**WORK REQUEST A**
In the article on supporting older adults through COVID-19 isolation, reproduce word for word the passage starting at "Reframing the experience" and ending at "challenging for many.".
**WORK REQUEST B**
Write the next part of the article on supporting older adults through COVID-19 isolation, beginning after its final sentence.

**EXTRACT**
******

With this in mind, what advice and psychological support can family members, friends or healthcare professionals provide our senior citizens to mitigate these negative effects of lengthy periods of movement restriction and self-isolation?

Make self-care a priority

Boredom and isolation predictably cause distress for human beings, who are inherently programmed to be socially connected.

Make self-care a priority

Taking self-care seriously in the context of a transmissible community infection is as important as airline safety. In that scenario, we are metaphorically compelled to fit our own oxygen mask first, before being able to take care of others. Basic self-care, such as maintaining a good routine and sleep hygiene and minimising alcohol and other over-indulgences, is not selfish, but may be a very useful way to maintain a healthy immune system.

Stepping up the management of any chronic condition, such as chronic obstructive pulmonary disorder (COPD) or depression, may be especially prudent to avoid a cascade of insult to mind and body from poorly managed illness of any kind. Now is the time to take inhalers correctly or improve diabetic control. Vitamin D supplements may be important to discuss with your primary care doctor for those who staying indoors for prolonged periods, and exercise is important to avoid complications associated with immobilisation.

A regular exercise regime is vital for everyone and may be very easy to implement, even within the confines of one’s home, through seated exercises, exercise equipment or walking circuits of one’s garden or corridors. Outdoor exercise in public places, whilst maintaining physical distance, may also be possible during different phases of the quarantine, but is likely to be at the discretion and advice of public health authorities.  

Minding the mind

Flattening the spike of psychological distress associated with COVID-19 may be easier for older adults, as opposed to younger people, as our seniors anecdotally have perhaps greater reserves of self-sufficiency and memories to contextualise the present crisis.

Minding the mind

Reframing the experience as a therapeutic hibernation, allowing quiet reflection and meditation, can be useful but, undoubtedly, the closure and temporary unavailability of community services will be challenging for many.

Filling the time productively and focusing on tasks that bring a sense of achievement, pleasure and closeness to others can instill a sense of satisfaction and prevent an accumulation of guilt; it could be the time to undertake an online course or learning programme, to learn a new language or to rediscover the joys of reading. Having background music to fill the void associated with too much silence can inhibit brooding and rumination which otherwise can excavate and reactivate excessive regret and negativity.

Equally, simple tasks that we have postponed, such as decluttering or cleaning, can finally be tackled, if we are otherwise fit and healthy during the quarantine, to help us reassure ourselves that we have made the most of the enforced isolation.

Journaling about our feelings during isolation, as well as our hopes when the quarantine is over, can be very therapeutic. We may have special insights about our own circumstances that can only emerge in times or relative solitude, and committing these feelings to paper or hard drive can help us articulate and formulate new aspirations and strategies to get the most out of our remaining years.

******

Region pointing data
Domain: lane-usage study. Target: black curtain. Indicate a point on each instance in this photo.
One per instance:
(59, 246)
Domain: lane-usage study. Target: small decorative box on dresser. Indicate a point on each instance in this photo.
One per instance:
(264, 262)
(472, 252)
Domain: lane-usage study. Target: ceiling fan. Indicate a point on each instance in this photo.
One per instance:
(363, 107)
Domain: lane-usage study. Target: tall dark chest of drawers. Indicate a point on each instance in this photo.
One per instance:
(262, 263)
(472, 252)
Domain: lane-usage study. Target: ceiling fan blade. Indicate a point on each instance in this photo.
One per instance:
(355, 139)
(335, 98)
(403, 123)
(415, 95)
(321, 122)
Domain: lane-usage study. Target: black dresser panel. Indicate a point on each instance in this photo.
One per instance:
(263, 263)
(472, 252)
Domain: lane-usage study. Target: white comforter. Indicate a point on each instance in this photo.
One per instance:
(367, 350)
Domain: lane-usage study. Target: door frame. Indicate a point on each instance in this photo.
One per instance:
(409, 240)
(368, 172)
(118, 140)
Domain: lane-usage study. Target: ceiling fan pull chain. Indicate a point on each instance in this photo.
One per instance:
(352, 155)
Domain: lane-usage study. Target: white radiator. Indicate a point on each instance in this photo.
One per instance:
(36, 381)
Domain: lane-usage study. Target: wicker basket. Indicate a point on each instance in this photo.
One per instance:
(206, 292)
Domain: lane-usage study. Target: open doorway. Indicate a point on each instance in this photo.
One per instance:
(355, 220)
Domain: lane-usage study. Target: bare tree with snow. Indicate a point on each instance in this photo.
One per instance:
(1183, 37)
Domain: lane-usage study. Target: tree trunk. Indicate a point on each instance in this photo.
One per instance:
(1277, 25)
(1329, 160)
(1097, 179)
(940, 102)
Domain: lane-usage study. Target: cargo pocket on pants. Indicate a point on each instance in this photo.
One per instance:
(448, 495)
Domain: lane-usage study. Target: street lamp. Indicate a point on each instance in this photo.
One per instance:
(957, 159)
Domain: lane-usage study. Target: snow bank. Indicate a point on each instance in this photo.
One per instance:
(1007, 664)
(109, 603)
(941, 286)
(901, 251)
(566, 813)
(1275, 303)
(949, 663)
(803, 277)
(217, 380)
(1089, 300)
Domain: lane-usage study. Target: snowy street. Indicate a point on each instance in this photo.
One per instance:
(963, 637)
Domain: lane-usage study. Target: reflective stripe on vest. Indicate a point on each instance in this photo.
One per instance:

******

**EXPECTED OUTPUT A**
Reframing the experience as a therapeutic hibernation, allowing quiet reflection and meditation, can be useful but, undoubtedly, the closure and temporary unavailability of community services will be challenging for many.

**EXPECTED OUTPUT B**
Embracing technology

Embracing technology

Healthcare professionals, friends and family should encourage older people to have a working mobile phone, which should be seen as a necessity and not a luxury. It may be the only way to communicate with essential services, such as a local medical practice or pharmacy. Personal security is also enhanced by technological devices and innovative products, and vulnerable older people need to be perpetually wary of scamming and cold callers calling to the doorstep offering help.

With these considerations in mind, family members may make yet another attempt to encourage older family members to embrace technology, not least to activate a remotely accessible social network, which is vital to maintain for long-term as well as short-term mental wellbeing. Tablet devices may be less intimidating for older people to learn basic computing skills on and easier to operate. The availability of messaging services and social media to keep in touch with and be reassured by loved ones may be an incentive to finally learn to use the plethora of devices that are in circulation.

Having WiFi networks that are robust and reliable can therefore be seen as an essential service to communicate directly with loved ones and reduce feelings of isolation and panic. Telephone support from GP surgeries and other services, such as community psychiatric teams and public health, can also be a means of supporting people experiencing quarantine, by providing regular monitoring and official updates about quarantine practices and advice.

Considering the reality, not stereotypes

Despite the public discussion of older people and those with pre-existing medical conditions in general constituting an ‘at-risk group’, the stereotype of frailty and infirmity being inevitably associated with old age may rear its head during this crisis. This should not stick, considering, for example, the recruitment campaign aimed at retired healthcare workers in many contries.

Considering the reality, not stereotypes

Older, experienced clinicians are being targeted in droves and enticed to return to the frontline, with little reference to personal risk or chronological age. The reality of the situation is that, in time of national crisis, older workers are a considerable asset, bringing experience, perspective, wisdom and skills to bear in solving virtually any calamity they find themselves immersed in. This should be fully appreciated by society, however, without the need for older people to keep having to prove themselves by repeatedly emerging from the shadows of retirement.

If older healthcare workers could be retained in ‘the system’ in even part-time teaching or mentoring roles and appropriate late career structures, and if incentives and modes of upskilling were developed, we may be better prepared to face future global health threats.

This piece was written by Dr Declan Lyons, Consultant Old Age Psychiatrist at St Patrick's Mental Health Services (SPMHS),Dr Declan Donoghue, Registrar in Psychiatry at SPMHS, and Dr Syed Naqvi, Registrar in Psychiatry at SPMHS.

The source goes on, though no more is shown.